# START OF PROVIDED ENTRIES
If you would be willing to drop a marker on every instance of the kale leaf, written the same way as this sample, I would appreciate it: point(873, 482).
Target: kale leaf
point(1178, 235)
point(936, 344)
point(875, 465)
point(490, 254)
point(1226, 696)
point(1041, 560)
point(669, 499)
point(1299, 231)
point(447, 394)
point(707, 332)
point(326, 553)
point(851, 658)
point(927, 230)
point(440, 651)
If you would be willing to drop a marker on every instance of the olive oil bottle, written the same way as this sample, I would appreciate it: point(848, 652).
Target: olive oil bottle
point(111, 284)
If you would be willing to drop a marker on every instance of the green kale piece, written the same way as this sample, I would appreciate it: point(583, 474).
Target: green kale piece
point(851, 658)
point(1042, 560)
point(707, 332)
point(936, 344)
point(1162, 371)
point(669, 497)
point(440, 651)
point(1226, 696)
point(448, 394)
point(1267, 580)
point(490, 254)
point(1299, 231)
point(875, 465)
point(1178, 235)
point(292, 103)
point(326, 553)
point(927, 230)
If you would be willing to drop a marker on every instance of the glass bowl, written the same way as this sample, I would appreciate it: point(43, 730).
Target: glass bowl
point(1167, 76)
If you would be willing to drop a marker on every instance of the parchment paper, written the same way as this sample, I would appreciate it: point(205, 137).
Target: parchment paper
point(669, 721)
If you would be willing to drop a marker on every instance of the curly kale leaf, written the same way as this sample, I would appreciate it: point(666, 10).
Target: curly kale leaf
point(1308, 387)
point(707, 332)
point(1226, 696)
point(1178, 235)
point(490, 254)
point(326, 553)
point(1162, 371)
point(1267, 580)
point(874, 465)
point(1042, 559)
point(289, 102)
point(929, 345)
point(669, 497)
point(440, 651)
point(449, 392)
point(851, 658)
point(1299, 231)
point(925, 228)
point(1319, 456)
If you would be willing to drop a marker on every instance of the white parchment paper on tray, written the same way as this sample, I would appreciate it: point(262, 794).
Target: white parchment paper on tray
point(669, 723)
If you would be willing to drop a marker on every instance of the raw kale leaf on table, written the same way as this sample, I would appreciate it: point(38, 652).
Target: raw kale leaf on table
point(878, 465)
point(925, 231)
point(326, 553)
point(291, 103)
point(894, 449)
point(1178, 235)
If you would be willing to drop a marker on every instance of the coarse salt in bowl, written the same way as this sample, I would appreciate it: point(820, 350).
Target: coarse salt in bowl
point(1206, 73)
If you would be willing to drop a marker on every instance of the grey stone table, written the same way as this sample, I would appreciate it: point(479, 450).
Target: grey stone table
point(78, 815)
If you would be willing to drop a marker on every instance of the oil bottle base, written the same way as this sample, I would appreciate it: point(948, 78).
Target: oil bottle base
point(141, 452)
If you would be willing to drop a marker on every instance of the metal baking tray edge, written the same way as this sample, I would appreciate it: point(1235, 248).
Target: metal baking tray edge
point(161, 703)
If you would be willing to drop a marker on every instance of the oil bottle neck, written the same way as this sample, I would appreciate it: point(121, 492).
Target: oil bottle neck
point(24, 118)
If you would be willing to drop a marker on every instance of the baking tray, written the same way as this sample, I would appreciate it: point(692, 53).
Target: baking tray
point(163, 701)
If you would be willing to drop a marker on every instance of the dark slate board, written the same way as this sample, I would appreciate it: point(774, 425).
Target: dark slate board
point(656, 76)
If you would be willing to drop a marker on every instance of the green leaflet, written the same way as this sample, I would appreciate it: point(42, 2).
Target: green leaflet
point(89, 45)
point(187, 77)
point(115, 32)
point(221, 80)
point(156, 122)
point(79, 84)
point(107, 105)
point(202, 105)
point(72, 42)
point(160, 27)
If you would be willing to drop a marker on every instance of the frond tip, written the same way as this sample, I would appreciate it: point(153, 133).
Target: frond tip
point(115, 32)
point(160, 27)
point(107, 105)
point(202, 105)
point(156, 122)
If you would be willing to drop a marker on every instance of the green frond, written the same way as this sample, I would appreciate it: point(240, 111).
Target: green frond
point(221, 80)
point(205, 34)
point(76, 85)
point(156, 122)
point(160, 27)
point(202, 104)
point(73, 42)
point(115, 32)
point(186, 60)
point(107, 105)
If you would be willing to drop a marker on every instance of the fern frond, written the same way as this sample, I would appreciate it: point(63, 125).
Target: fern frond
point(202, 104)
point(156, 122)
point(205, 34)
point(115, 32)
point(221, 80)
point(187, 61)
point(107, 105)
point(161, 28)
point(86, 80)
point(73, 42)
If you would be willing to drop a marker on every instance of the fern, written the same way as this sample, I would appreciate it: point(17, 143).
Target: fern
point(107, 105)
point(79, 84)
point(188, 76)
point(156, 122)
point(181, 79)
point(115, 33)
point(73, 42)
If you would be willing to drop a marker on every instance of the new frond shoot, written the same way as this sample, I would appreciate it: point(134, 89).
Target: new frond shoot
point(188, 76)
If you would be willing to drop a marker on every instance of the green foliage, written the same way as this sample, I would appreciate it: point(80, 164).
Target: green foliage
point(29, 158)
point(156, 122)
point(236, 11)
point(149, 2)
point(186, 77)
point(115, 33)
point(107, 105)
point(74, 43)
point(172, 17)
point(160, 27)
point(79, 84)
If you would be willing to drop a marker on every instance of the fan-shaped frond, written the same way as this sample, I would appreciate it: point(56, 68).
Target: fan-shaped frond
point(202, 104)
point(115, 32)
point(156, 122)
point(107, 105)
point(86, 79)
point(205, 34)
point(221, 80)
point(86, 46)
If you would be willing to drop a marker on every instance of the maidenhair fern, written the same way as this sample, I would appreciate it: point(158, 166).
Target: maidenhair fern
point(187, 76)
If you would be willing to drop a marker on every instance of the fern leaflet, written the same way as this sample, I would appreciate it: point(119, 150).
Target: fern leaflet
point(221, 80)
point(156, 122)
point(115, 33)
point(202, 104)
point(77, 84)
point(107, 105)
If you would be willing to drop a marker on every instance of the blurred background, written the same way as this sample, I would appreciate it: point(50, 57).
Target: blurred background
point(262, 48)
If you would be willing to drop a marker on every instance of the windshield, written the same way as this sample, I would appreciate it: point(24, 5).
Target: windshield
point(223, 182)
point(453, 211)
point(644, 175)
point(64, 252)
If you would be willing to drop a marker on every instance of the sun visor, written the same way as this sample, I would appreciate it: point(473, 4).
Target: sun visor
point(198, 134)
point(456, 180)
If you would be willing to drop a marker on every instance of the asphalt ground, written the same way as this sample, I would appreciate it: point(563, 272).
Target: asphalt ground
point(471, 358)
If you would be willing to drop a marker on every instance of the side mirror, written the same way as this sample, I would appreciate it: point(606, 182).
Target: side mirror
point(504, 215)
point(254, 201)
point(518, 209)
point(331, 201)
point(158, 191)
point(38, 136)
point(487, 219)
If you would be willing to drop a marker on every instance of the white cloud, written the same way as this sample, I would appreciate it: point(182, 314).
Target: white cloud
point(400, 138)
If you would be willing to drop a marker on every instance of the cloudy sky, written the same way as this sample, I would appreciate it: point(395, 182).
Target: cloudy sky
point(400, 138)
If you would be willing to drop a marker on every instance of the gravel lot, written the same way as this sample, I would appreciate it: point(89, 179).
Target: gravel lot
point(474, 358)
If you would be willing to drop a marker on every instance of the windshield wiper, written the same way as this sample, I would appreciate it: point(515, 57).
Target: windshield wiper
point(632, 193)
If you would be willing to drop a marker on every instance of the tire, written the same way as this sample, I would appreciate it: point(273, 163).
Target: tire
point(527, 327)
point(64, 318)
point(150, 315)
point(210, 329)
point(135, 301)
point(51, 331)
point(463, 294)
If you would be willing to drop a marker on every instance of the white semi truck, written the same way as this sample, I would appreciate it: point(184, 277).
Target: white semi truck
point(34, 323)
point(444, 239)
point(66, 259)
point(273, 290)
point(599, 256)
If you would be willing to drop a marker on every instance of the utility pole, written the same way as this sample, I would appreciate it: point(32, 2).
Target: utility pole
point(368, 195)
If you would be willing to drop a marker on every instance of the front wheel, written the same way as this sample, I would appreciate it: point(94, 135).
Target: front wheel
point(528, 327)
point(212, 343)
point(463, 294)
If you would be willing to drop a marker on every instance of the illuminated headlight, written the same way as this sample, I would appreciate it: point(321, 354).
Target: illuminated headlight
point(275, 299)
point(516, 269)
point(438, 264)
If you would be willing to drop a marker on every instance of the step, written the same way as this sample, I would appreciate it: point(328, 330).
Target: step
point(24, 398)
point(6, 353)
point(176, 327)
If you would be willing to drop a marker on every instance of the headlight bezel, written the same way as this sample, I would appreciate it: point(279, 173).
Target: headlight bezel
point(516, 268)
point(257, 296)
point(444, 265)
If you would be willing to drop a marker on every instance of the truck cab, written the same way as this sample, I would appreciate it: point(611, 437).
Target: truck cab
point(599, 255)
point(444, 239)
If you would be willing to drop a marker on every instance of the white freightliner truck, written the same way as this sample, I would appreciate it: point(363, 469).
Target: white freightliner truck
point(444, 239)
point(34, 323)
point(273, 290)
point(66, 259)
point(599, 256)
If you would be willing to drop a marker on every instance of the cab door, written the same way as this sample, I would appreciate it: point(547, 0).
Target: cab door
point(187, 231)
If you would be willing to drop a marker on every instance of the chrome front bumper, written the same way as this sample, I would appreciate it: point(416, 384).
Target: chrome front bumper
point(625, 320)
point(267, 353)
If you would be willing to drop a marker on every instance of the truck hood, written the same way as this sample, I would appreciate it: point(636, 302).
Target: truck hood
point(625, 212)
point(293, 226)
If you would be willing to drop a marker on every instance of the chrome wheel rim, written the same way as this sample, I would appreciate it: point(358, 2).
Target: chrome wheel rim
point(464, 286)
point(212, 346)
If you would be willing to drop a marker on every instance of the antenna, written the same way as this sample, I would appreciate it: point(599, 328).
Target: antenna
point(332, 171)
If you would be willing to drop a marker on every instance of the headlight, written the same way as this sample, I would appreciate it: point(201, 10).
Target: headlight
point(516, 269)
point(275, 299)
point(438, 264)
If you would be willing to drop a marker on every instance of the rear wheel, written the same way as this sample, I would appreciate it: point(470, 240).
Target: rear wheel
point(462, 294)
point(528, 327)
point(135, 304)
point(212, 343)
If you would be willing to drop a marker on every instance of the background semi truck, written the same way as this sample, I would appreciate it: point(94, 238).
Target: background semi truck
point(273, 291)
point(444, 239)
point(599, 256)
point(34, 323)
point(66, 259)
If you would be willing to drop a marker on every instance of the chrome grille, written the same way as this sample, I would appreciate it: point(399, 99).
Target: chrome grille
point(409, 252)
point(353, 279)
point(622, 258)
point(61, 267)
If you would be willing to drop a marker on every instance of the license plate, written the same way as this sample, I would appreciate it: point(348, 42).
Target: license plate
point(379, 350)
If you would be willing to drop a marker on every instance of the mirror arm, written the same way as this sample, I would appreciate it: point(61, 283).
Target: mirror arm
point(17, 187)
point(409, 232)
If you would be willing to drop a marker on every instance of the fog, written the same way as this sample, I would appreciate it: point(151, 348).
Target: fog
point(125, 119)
# END OF PROVIDED ENTRIES
YOUR TASK: Reproduce as a numbered list the stretch of the records above from the line containing "it: point(94, 135)." through the line containing "point(187, 231)", omitting any blank lines.

RIGHT ANSWER:
1. If you would be willing to drop a marker on every instance of the front wheel, written the same way as this sample, I would appreciate it: point(94, 135).
2. Target: front wheel
3. point(528, 327)
4. point(212, 343)
5. point(463, 294)
6. If you would be willing to drop a marker on every instance of the illuminated headlight, written the same way as this sample, I would appreciate it: point(321, 354).
7. Target: illuminated headlight
8. point(275, 299)
9. point(516, 269)
10. point(438, 264)
11. If you would be willing to drop a marker on every instance of the step, written the same way as this sample, I would appreciate it: point(328, 330).
12. Target: step
13. point(24, 398)
14. point(6, 353)
15. point(176, 327)
16. If you would be willing to drop a marker on every instance of the headlight bezel, written the same way as this sample, I would appreciate it: point(279, 173).
17. Target: headlight bezel
18. point(516, 268)
19. point(257, 296)
20. point(444, 265)
21. If you would be willing to drop a marker on every instance of the truck cab, written the same way as this sample, I would appreciate it: point(611, 437).
22. Target: truck cab
23. point(599, 255)
24. point(444, 239)
25. If you would be willing to drop a marker on every instance of the white freightliner truck, written the same way as this sample, I would appreciate it: point(363, 469).
26. Target: white freightliner truck
27. point(444, 239)
28. point(34, 323)
29. point(273, 290)
30. point(66, 259)
31. point(599, 256)
32. If you would be willing to drop a marker on every instance of the cab door, written the same way as this sample, I would appreciate it: point(547, 0).
33. Target: cab door
34. point(187, 231)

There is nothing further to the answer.